WHAT YOU HAVE TO DO:
Find every line in the listing below that contains the string "beard", and copy each one. Matching is case-sensitive.

DATASET RECORDS:
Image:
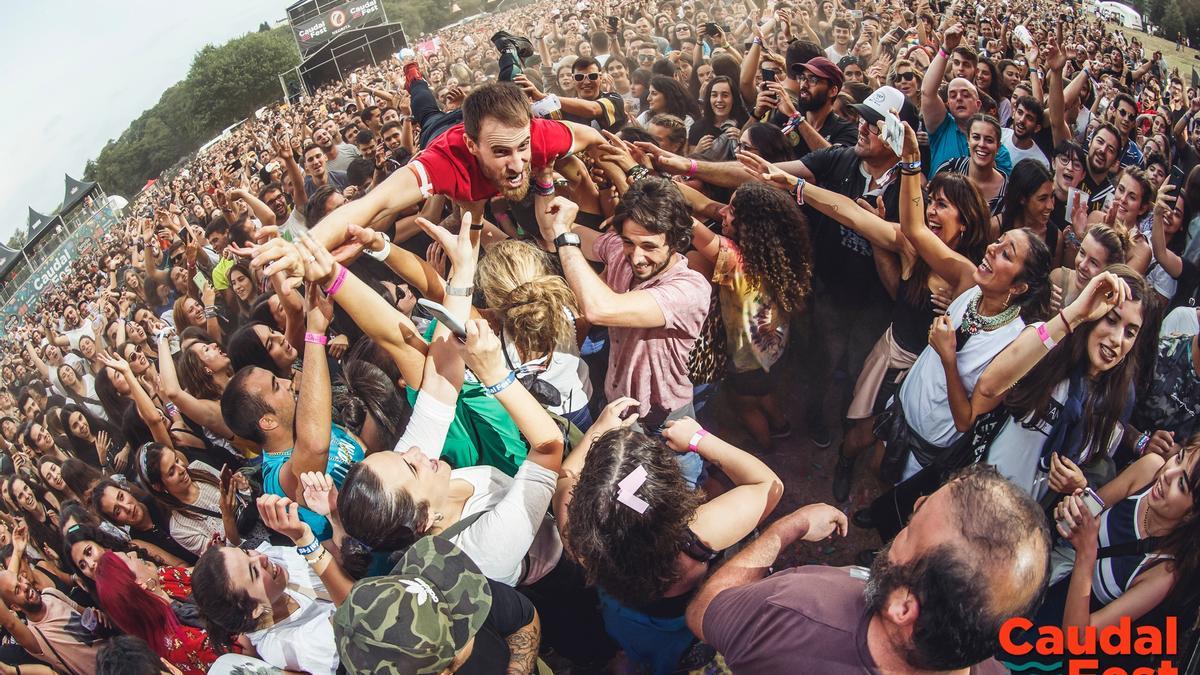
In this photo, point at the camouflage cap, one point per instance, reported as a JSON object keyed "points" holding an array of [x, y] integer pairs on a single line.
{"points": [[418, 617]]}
---
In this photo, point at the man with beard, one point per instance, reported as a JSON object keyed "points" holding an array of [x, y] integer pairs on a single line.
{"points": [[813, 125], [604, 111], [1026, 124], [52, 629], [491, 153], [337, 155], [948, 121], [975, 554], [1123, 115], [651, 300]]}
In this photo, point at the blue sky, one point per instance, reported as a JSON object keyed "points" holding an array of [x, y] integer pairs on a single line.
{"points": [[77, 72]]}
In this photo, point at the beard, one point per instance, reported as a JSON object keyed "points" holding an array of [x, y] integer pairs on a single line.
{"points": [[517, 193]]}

COMPLETE ANSWER:
In this photo, point at the man with beard, one point per instance, reported as a JSON object keyed "points" holding an array of [x, y] integer pairs on a single line.
In this photo, point at the beard, one point per instance, reported as a JSON object keyed "points" holding an array of [x, y] integer pairs on a single line.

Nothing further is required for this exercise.